TO BE DONE: Reproduce every line of the data below word for word, without the pictures.

SUPPLIED DATA:

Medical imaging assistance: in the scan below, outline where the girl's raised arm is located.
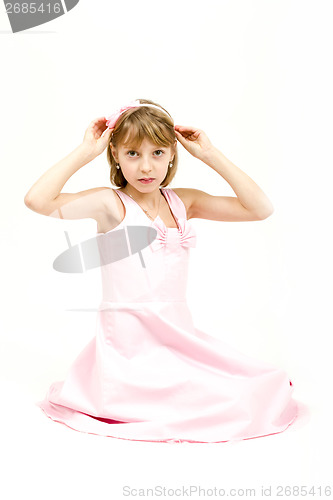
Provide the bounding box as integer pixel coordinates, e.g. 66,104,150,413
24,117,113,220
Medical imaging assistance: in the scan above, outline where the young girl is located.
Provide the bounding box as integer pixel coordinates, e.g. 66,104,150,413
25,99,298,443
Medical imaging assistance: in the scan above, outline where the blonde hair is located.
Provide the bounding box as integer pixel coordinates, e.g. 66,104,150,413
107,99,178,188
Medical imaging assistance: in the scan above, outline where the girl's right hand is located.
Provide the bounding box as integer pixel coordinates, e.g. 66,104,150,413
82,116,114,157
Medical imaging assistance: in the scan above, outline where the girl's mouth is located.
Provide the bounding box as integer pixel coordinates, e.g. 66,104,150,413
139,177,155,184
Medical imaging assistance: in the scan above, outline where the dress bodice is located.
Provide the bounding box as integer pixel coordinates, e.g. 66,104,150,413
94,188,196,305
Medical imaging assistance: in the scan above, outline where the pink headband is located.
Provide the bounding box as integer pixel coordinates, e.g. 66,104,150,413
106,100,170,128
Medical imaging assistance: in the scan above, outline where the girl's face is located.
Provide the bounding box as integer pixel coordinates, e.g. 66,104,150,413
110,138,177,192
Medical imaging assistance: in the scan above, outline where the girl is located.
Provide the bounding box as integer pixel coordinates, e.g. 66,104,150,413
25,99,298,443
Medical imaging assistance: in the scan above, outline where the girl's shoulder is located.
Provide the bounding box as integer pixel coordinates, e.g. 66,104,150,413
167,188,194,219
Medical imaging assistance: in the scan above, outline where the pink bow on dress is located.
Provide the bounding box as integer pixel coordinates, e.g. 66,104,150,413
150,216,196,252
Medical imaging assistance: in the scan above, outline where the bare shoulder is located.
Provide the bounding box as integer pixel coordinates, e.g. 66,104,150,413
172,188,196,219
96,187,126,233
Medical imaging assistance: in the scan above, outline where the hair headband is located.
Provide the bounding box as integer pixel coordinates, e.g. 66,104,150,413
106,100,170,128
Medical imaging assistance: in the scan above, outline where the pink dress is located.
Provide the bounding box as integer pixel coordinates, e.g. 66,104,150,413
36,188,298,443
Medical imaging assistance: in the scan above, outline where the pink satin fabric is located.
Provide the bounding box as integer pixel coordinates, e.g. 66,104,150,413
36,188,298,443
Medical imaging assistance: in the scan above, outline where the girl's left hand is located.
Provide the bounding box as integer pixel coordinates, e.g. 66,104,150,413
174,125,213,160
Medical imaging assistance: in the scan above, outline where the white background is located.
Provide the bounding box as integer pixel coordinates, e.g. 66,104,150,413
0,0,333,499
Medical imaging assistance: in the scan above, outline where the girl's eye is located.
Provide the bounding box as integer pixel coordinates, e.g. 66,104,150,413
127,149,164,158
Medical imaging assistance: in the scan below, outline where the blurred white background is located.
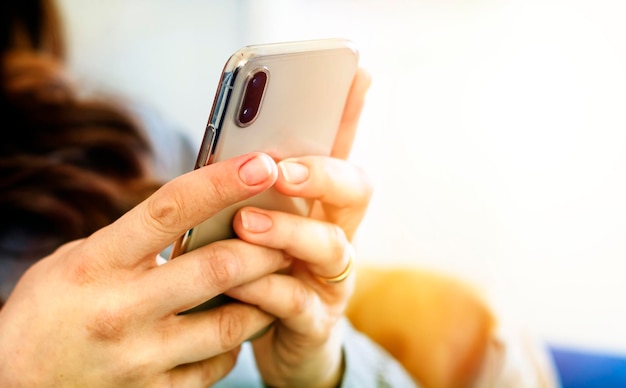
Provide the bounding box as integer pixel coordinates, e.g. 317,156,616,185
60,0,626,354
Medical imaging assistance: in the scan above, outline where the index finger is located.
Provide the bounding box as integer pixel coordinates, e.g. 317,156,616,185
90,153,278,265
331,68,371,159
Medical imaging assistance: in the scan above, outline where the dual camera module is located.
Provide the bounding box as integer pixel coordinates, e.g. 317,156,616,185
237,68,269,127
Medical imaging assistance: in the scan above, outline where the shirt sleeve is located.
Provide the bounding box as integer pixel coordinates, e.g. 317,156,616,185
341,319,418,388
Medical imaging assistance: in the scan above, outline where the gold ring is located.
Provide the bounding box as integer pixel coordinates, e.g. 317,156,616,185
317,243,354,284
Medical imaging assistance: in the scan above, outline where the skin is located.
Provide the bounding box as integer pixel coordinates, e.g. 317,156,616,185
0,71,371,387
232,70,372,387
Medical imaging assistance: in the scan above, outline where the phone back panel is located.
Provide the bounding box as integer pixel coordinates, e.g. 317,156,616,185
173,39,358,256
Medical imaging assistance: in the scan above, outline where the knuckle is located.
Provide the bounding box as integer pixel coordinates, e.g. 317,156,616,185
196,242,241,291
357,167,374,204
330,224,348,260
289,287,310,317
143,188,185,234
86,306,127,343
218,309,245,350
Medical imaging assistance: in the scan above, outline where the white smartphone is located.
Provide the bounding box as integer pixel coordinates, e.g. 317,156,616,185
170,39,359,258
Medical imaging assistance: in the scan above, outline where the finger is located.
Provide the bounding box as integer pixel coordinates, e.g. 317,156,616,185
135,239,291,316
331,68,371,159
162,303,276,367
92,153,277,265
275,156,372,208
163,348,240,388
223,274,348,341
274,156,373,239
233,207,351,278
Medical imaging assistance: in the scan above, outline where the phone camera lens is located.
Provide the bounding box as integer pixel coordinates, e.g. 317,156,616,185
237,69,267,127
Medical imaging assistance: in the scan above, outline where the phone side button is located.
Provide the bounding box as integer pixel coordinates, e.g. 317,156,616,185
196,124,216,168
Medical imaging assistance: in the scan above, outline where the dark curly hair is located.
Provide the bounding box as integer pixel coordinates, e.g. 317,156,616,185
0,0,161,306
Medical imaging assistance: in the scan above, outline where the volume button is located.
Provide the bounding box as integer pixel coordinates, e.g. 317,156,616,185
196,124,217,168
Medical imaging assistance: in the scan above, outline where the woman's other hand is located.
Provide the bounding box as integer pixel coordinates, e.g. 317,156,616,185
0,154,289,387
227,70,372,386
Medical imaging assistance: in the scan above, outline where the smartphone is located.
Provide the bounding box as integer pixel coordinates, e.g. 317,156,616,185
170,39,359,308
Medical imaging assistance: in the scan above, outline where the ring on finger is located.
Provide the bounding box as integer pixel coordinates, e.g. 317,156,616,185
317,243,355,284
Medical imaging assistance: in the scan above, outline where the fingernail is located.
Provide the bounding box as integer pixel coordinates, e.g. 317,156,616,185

WRITTEN RESPONSE:
Medical imaging assistance: in the scan below, outline where the girl's raised arm is located.
Provide the bounding box as integer pixel coordinates, e.g. 66,104,150,413
24,117,113,220
Medical imaging assistance: in the scan above, outline where the young girl is located.
Provide the bounding box as integer pixel coordinates, e.g. 66,104,150,413
25,99,298,443
Medical imaging assistance: in the scan above, outline where the blonde hair is located.
Provide the bounding box as integer pixel coordinates, e.g. 66,104,150,413
107,99,178,188
Medical imaging assistance: in the scan above, outline where the girl's right hand is located.
Provide the bounding box as integer pixel coordinates, e.g. 66,104,150,413
82,116,114,157
Medical imaging assistance: in the scan above, outline where the girl's mouth is located.
Provide the bounding box as integer pixel coordinates, e.g. 66,104,150,413
139,177,155,184
Medical imaging assistance: in the scan above, outline where the dress bodice is located.
Provide the bounding box as integer pixel coordinates, e.g. 66,104,150,413
94,188,196,305
Medical imaging assistance: in the scan above, outline where the pink headband is located.
Provide the bounding box as integer pixel coordinates, e.g. 66,104,150,413
106,100,170,128
Medical imaging assistance: in the scan above, outline where the girl's face is located.
Provide the bounding box as integer pixel coordinates, e.g. 66,104,150,413
110,138,177,192
Medical imaging assistance: in the scan above, outline where the girl is located.
Provide the bounding box as integer pixel coordinates, e.g. 66,104,150,413
25,99,298,443
Medical imaging assistance: in the scan above, outline where the girl's shoulder is located.
Provide the bounding box as integer pixel coordinates, e.g. 66,104,150,413
167,188,194,219
Medical imaging assistance: in the scan above, outline where the pink bow on dress is located.
Provide the bounding box as integer pixel coordinates, e.g. 66,104,150,413
150,216,196,252
Medical imaging assistance: in the scan above, outline where the bare shoulder is located.
Provide the bounding box as integer pixel coordinates, e.g. 66,104,150,413
172,188,196,219
96,187,126,233
Medical imaging assistance: in the scan above, outline where the hair headband is located.
Provide the bounding box as integer pixel coordinates, e.g. 66,104,150,413
106,100,170,128
Medical imaging assistance: in the scan above, outline where the pink dress is located.
Provide the bounding box as integer pixel coordinates, e.g. 66,104,150,413
36,188,298,443
Medical imaging assistance: in the scan above, outline where the pink satin fabric is located.
Provide the bounding box as integer pixel coordinates, e.g. 66,104,150,413
36,188,298,443
Medical imaging assistance: in the scan above, outline where the girl's left hand is located.
Provide the bounding box as integer pixel coordinates, e.g. 66,104,150,413
174,125,213,160
Medical imaging assistance: in the scan above, outline where the white background is located.
Provide the bounding box as integer pixel coordinates, e.g. 66,104,150,413
0,0,333,499
Medical imaging assistance: in the scan above, outline where the girl's eye is located.
Provide the bounding box as integer pixel coordinates, e.g. 66,104,150,413
127,149,164,158
Medical imaging assistance: in the scan below, outline where the blurred white background is located.
Provide the bounding box as integer pixel coordinates, e.g. 317,156,616,185
60,0,626,354
Medical imaging assistance: in the scan above, outline where the index finger is located.
Provide the bounding box as integer pixel coordinates, e.g. 317,156,616,185
90,153,278,265
331,68,371,159
Medical imaging assistance: in the scan above, outline where the dual camera module is located.
Provide the bounding box as integer pixel coordinates, e.g. 317,156,616,185
237,68,269,127
Medical imaging assistance: in the scan above, outline where the shirt sleeve is located.
Provide the bounding box as integer pixel coordinates, e.g. 317,156,616,185
341,319,418,388
Medical imaging assistance: in the scan above, outline where the gold ring is located.
Provide the bounding box as integer pixel coordinates, e.g. 317,156,616,185
317,243,354,284
Medical imaging assistance: in the scan above, outline where the skin is located.
Provide the bounding box as integer pixel coordinates, e.g. 317,156,616,185
0,71,371,387
232,70,372,387
Medical imaging assistance: in the scan above, outline where the phone back panel is located.
Provide the bounding box as integer pixel coordinates, e.g. 317,156,616,185
173,39,358,256
Medical imaging assistance: in the scan above, outline where the knuckle is located.
Provide the bounding box as integer pixel coordinates, e.g. 317,156,616,185
196,242,241,291
357,167,374,204
330,224,348,260
289,287,310,317
143,188,185,234
86,306,127,343
218,309,245,350
Medical imaging assistance: in the scan above, outline where the white smartphone is located.
Provide the bounding box as integer pixel coordinates, e.g. 317,156,616,185
170,39,359,258
Medical imaging assistance: in the scan above, outline where the finger is located.
Provide the bounding box as integer pixel coordinates, e.g. 317,156,616,185
135,239,291,316
331,68,371,159
162,303,276,367
92,153,277,265
275,156,372,208
163,348,240,388
223,274,348,341
274,156,373,239
233,207,351,278
Medical imaging assistance: in the scan above, outline where the phone camera lens is located.
Provide the bounding box as integer pixel coordinates, e.g. 317,156,616,185
237,69,267,127
Medical imaging assistance: in the scan above, outline where the phone side button is located.
Provide the bounding box as integer pixel coordinates, e.g. 317,156,616,185
196,124,216,168
Medical imaging assistance: in the scan above, outline where the dark curly hair is located.
Provide the bounding box as integer pixel coordinates, e.g. 317,156,616,185
0,0,161,306
Medical imaging assistance: in the scan above, outline where the volume button is located.
Provide the bounding box as integer pixel coordinates, e.g. 317,156,616,185
196,124,217,168
Medical imaging assistance: in the scan above, outline where the woman's other hand is located.
Provide the bounding box as integer pixel coordinates, e.g. 317,156,616,185
0,154,289,387
227,70,372,386
Medical imaging assistance: in the scan above, outline where the smartphone is located.
Provide the bounding box as integer pixel coordinates, e.g. 317,156,616,185
170,39,359,308
Medical imaging assistance: in the scan above, outline where the ring on finger is located.
Provide the bounding box as integer pixel coordinates, e.g. 317,156,616,185
317,243,355,284
Medical imaging assistance: in the scan above, outline where the fingernail is located.
Provide the bounding box as integer pixel coordinates, e.g. 317,156,616,185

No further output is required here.